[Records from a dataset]
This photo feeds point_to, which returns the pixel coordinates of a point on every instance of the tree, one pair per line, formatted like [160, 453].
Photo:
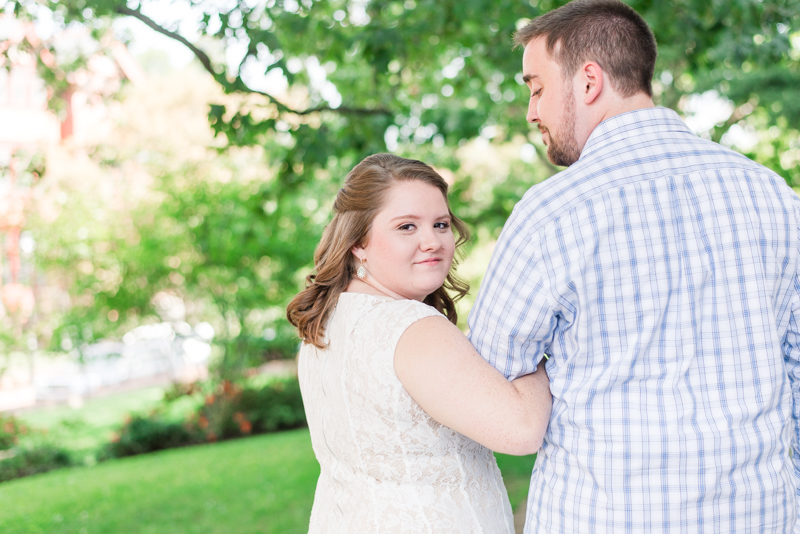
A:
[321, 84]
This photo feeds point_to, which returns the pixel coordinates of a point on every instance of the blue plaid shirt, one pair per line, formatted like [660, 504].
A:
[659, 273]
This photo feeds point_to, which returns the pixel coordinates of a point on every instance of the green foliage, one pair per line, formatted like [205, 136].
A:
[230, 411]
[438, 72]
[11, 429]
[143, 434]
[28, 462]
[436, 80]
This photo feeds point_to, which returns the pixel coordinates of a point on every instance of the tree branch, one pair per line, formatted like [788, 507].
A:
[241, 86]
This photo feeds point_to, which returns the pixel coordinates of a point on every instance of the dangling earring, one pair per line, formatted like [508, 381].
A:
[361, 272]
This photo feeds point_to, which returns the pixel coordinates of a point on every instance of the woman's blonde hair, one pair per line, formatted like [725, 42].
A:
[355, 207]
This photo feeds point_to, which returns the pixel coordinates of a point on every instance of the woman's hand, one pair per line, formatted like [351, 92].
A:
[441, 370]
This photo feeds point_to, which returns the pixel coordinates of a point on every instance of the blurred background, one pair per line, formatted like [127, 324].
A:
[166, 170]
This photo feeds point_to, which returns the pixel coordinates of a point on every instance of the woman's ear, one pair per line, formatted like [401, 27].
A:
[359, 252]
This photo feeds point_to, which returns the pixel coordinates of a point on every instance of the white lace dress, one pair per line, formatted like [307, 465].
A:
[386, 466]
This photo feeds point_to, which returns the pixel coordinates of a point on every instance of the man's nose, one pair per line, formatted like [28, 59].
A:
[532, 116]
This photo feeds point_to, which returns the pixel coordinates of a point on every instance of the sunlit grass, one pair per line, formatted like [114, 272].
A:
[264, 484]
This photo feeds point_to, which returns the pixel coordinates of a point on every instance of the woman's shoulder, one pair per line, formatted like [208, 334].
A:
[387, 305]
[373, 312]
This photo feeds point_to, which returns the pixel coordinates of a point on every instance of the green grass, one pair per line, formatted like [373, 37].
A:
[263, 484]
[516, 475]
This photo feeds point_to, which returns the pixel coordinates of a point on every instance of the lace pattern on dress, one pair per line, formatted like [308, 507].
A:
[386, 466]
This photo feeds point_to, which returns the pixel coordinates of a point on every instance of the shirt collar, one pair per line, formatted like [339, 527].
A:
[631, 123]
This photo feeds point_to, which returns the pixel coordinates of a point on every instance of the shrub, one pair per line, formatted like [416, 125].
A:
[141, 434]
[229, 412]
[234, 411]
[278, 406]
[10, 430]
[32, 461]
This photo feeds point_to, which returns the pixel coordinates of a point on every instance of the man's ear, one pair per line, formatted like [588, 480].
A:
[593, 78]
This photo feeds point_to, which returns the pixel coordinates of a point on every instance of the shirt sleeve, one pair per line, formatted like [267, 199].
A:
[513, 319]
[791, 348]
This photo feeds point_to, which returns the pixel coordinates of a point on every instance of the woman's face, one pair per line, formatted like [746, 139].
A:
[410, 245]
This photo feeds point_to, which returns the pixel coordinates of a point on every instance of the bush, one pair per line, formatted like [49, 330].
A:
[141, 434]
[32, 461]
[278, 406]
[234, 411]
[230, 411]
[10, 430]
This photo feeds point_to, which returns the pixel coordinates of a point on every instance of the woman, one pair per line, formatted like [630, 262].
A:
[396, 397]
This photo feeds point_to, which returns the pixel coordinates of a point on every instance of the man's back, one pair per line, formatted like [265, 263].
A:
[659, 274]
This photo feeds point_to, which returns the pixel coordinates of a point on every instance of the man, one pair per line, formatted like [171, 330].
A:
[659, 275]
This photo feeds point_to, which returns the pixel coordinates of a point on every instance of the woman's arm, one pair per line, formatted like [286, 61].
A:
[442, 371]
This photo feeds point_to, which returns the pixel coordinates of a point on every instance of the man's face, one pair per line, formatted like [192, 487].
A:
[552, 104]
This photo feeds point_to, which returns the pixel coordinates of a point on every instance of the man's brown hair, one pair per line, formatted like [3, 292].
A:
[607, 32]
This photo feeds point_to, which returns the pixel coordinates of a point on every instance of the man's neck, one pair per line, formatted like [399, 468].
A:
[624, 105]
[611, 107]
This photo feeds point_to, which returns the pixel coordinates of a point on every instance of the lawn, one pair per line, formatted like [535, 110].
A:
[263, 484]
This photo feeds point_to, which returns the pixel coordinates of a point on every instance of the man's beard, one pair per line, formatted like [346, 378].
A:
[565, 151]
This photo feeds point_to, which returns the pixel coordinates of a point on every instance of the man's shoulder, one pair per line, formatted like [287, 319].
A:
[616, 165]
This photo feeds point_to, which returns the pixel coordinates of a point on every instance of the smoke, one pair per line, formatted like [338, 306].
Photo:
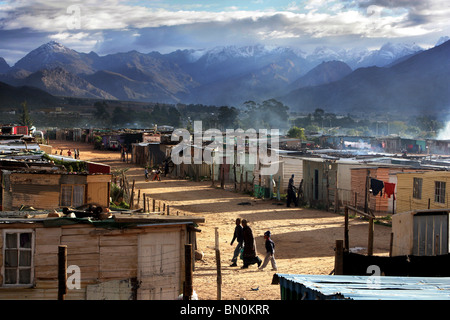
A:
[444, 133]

TASK OBJECTIVE: Write out everything from the line containing "like [287, 319]." down to the end of the records, requests included, shifting each coordinate in the answers by adding 135 to every number. Leave the pictures out of the answer.

COMPLETE ANSWER:
This photo feeds point_to, which returns the pixel coordinates of a point on every instance of the man's shoulder, one pair per line, formatted like [287, 319].
A:
[751, 300]
This photo feeds point_to, which returns the pixel coordinates of a point on every instance of the smoke, one pair per line, formatted like [338, 306].
Photo:
A:
[579, 268]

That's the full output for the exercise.